Problem requirements ▸ Extract every line starting at the line that contains "Objective — for every instance of the submerged" and ending with the final line of the data, inclusive; give only those lines, word for word.

[Dataset excerpts on object pointing]

────

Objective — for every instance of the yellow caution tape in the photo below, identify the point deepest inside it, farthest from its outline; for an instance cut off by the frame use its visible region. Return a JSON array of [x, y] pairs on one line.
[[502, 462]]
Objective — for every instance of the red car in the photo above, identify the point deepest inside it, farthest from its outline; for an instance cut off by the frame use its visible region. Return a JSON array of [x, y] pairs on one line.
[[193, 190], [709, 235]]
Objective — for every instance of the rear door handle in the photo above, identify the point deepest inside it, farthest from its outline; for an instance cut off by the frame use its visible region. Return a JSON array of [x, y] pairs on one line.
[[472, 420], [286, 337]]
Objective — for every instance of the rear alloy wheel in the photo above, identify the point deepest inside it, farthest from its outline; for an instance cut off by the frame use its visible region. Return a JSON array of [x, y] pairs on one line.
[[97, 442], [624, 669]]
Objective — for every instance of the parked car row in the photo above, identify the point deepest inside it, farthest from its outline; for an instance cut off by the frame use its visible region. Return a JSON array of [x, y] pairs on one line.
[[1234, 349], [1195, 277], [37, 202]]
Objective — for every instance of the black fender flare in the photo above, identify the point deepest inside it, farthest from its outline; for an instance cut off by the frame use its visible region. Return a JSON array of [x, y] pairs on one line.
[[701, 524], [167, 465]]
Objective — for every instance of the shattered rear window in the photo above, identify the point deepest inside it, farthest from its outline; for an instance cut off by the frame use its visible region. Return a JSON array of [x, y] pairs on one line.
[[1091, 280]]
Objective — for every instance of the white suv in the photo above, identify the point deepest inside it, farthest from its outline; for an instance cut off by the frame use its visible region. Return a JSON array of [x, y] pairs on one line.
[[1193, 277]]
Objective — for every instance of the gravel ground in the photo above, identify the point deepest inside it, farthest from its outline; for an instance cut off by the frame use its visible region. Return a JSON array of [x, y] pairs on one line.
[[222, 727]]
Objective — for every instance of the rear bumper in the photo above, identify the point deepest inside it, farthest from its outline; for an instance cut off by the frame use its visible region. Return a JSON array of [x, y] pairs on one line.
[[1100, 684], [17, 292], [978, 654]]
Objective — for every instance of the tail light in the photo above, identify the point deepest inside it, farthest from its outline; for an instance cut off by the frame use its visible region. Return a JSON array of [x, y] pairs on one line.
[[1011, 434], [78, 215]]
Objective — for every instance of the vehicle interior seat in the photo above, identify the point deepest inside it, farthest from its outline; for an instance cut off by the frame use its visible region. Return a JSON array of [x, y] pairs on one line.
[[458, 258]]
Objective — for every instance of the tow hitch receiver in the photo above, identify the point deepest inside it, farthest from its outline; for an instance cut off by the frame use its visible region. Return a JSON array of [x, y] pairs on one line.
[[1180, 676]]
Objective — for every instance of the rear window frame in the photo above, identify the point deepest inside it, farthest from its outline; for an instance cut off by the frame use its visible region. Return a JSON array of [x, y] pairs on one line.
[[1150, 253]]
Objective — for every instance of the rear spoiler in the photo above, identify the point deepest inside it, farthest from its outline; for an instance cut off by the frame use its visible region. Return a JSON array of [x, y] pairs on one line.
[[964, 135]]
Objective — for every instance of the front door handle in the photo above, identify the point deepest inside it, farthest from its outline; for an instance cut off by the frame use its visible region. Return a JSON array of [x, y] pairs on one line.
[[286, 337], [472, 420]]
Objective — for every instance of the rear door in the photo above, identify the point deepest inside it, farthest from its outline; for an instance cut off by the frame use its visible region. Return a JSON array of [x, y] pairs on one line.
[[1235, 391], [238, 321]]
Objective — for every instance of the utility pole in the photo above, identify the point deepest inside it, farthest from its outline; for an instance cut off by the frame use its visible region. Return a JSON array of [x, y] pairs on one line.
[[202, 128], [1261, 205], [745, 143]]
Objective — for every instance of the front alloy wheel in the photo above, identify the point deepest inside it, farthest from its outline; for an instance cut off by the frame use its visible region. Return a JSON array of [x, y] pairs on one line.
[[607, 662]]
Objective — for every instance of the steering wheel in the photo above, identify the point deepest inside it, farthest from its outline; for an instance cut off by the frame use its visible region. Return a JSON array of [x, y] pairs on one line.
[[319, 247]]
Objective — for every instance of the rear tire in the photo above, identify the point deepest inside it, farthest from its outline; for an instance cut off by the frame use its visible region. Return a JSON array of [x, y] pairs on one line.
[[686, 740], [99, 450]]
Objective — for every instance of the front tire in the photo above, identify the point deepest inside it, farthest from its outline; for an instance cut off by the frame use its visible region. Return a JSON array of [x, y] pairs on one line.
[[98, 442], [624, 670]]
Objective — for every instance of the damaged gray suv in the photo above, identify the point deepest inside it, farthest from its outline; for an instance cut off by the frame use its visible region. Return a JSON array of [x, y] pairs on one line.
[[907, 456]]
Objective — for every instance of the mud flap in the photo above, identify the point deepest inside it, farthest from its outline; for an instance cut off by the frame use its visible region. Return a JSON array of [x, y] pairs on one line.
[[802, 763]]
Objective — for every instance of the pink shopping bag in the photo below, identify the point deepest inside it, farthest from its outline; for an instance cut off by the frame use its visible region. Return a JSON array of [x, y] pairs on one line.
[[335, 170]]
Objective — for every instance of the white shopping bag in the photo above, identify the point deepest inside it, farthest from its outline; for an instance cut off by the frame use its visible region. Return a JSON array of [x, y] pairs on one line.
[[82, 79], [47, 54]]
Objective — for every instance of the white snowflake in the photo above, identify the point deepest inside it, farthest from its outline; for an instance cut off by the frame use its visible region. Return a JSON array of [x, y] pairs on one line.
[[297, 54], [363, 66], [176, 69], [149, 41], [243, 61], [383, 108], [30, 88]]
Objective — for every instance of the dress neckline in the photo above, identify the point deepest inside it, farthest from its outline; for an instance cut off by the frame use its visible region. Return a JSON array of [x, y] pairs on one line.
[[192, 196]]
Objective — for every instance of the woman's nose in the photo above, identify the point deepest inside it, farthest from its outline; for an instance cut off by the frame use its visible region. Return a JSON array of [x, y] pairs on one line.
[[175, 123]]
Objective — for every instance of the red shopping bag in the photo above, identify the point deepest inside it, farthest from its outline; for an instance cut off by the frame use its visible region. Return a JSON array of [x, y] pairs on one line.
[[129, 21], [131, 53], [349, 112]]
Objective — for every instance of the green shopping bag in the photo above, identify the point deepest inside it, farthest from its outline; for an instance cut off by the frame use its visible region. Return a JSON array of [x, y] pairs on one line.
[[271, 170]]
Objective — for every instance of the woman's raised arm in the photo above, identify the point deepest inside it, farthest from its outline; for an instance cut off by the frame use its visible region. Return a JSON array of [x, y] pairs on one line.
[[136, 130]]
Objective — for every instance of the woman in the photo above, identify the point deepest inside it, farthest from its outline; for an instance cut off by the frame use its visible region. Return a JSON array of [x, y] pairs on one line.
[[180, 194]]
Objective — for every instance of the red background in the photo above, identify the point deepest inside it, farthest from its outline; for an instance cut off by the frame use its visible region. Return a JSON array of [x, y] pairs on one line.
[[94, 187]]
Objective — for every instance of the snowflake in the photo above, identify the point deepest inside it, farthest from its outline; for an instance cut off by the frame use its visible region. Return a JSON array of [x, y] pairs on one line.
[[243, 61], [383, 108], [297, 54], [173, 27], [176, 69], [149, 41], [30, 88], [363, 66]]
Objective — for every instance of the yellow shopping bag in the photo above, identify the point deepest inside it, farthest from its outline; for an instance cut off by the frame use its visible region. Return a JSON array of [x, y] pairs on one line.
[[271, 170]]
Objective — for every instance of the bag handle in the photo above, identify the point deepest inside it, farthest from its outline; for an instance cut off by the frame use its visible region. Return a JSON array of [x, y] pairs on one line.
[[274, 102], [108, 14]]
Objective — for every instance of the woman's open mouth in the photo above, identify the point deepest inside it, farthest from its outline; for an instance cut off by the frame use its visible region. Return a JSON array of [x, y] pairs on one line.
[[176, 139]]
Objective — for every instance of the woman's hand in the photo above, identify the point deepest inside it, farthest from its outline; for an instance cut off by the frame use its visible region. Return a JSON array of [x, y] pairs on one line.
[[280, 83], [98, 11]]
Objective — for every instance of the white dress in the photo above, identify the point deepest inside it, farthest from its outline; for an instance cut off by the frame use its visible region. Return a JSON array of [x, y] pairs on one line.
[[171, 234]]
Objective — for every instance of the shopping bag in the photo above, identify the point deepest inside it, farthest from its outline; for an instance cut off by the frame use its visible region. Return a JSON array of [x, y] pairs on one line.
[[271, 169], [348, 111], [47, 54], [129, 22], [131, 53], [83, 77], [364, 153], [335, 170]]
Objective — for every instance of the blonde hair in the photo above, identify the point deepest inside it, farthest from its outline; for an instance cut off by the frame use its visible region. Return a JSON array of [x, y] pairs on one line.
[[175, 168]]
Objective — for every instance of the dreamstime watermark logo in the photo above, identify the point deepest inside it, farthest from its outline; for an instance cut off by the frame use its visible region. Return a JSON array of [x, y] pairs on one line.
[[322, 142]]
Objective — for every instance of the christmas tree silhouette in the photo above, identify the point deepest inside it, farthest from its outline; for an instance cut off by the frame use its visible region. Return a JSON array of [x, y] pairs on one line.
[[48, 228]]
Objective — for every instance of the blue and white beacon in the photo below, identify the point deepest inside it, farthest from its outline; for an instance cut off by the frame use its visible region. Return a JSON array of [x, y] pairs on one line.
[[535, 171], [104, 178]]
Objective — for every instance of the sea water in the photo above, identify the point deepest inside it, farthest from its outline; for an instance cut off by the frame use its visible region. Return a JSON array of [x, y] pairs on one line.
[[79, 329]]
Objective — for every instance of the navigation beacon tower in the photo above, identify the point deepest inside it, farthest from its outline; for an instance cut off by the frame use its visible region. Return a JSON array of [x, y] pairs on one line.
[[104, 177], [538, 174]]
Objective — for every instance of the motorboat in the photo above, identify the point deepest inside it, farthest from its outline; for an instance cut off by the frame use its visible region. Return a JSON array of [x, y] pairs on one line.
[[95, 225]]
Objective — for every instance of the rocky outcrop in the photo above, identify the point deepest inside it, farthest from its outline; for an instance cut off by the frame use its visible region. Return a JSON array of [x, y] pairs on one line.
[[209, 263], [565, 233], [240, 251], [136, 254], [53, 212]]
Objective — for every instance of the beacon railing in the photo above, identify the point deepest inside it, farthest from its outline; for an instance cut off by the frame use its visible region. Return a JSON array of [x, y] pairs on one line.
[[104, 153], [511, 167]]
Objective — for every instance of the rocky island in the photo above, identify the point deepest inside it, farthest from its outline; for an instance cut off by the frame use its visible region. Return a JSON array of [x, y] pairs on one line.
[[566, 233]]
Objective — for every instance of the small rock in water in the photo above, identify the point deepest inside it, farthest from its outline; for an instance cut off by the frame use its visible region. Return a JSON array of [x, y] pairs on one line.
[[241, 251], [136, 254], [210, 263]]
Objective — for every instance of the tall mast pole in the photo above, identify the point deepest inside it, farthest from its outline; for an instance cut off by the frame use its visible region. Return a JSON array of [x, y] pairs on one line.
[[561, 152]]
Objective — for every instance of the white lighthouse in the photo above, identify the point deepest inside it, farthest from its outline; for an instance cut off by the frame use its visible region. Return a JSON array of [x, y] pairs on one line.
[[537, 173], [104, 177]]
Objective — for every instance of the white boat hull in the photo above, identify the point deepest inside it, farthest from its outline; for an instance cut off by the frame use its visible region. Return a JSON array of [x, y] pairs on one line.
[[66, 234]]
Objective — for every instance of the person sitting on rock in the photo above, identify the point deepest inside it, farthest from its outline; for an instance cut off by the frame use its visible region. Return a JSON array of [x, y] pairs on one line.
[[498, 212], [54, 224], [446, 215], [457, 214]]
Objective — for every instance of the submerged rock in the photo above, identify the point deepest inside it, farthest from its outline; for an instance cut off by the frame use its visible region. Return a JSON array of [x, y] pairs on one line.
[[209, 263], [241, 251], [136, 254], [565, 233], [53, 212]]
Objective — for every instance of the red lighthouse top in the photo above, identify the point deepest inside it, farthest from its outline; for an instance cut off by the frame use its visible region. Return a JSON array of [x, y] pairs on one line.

────

Answer to the problem ▸
Objective — for every instance of the submerged rock in the photo above, identify the point deepest inside it, farthest from its outline; for an instance cut off by the frame use its visible region. Return a JSON array of [x, y] pairs on one line.
[[209, 263], [241, 251], [136, 254], [565, 233], [53, 212]]
Objective — for every instance of the red lighthouse top in the photo above, identify the point deepest inside it, farthest from its outline; for an instance cut off by the frame use its visible region. Return a JSON array of [x, y] pairs on one line.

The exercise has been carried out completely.